───── Passage
Personal information
- Born: 3 January 1986 (age 40) Severodvinsk, Russian SFSR, Soviet Union
- Spouse: Arman Pashikian

Chess career
- Country: Russia (until 2011) Armenia (since 2011)
- Title: Woman Grandmaster (2007)
- Peak rating: 2366 (July 2007)

= Maria Kursova =

Russian-Armenian chess player (born 1986)

Maria Kursova (Мария Курсова, Մարիա Կուրսովա; born 3 January 1986) is a Russian-Armenian chess player. She was awarded the title of Woman Grandmaster by FIDE in 2007. Kursova was the world girls champion and European girls champion in her age category.

==Career==

Born in Severodvinsk, Kursova won the World Youth Chess Championships in the Girls U10 category in 1996. She also won three medals at the European Youth Chess Championships: in 1998 she took the bronze medal in the Girls U12 section, three years later Kursova won the Girls U16 title, and in 2003 she tied with Natalia Pogonina for first place, placing second on countback, in the Girls U18 event.

Kursova competed in the Women's World Chess Championship 2006 as one of the FIDE president nominees. Kursova defeated Zhao Xue in the first round to advance to the second. She lost to Ekaterina Kovalevskaya and was therefore eliminated from the competition.
──────────
───── Stored data
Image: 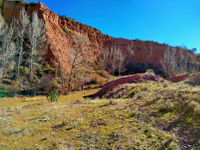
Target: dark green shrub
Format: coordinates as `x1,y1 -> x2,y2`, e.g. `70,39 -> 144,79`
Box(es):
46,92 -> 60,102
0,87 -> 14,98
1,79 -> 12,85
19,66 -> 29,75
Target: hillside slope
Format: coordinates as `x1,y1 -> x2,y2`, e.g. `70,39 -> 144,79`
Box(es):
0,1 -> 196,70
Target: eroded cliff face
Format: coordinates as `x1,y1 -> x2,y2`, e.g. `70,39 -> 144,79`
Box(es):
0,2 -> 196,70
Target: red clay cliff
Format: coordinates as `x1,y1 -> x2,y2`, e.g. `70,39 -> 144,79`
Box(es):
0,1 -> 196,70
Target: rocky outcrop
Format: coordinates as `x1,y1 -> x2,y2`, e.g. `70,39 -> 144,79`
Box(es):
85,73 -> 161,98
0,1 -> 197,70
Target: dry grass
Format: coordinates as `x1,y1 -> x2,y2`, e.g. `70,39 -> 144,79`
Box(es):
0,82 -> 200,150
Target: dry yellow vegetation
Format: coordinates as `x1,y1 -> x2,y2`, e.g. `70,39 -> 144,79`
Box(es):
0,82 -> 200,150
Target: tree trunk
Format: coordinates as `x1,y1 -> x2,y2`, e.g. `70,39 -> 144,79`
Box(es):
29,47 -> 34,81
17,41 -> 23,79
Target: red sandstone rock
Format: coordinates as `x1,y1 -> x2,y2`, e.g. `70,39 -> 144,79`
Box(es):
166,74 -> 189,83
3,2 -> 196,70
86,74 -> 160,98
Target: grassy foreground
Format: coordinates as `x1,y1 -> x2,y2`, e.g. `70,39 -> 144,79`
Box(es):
──────────
Using the information:
1. Summarize the Maria Kursova passage in two sentences.
2. Output the part of the Maria Kursova passage from "Born in Severodvinsk, Kursova" to "from the competition.", copied word for word.
The listing was taken from a separate source and has no connection to the Maria Kursova passage.

Responses by item number:
1. Maria Kursova, born on 3 January 1986 in Severodvinsk, is a Russian-Armenian chess player who was awarded the Woman Grandmaster title by FIDE in 2007. She won the Girls U10 category at the World Youth Chess Championships in 1996 and three medals at the European Youth Chess Championships, and she reached the second round of the Women's World Chess Championship 2006.

2.
Born in Severodvinsk, Kursova won the World Youth Chess Championships in the Girls U10 category in 1996. She also won three medals at the European Youth Chess Championships: in 1998 she took the bronze medal in the Girls U12 section, three years later Kursova won the Girls U16 title, and in 2003 she tied with Natalia Pogonina for first place, placing second on countback, in the Girls U18 event.

Kursova competed in the Women's World Chess Championship 2006 as one of the FIDE president nominees. Kursova defeated Zhao Xue in the first round to advance to the second. She lost to Ekaterina Kovalevskaya and was therefore eliminated from the competition.